- **Task statement**
Rewrite every text line of the listing below, scaling each bounding-box coordinate in the answers by 2.25 and rounding to whole numbers, with halves rounded up. Leave out the pictures, and leave the format sample in each line unchanged.
<<<<
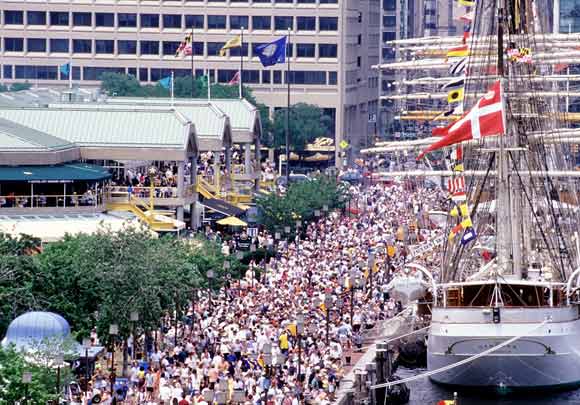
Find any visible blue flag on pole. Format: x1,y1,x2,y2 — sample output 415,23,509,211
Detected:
157,76,171,89
60,62,70,76
255,36,288,67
>>>>
- **Finished answer**
Find any visible blue flag on pole. Format: x1,y1,x2,y2 — sample output 415,23,509,211
Detected:
353,171,385,200
135,140,158,171
574,81,648,151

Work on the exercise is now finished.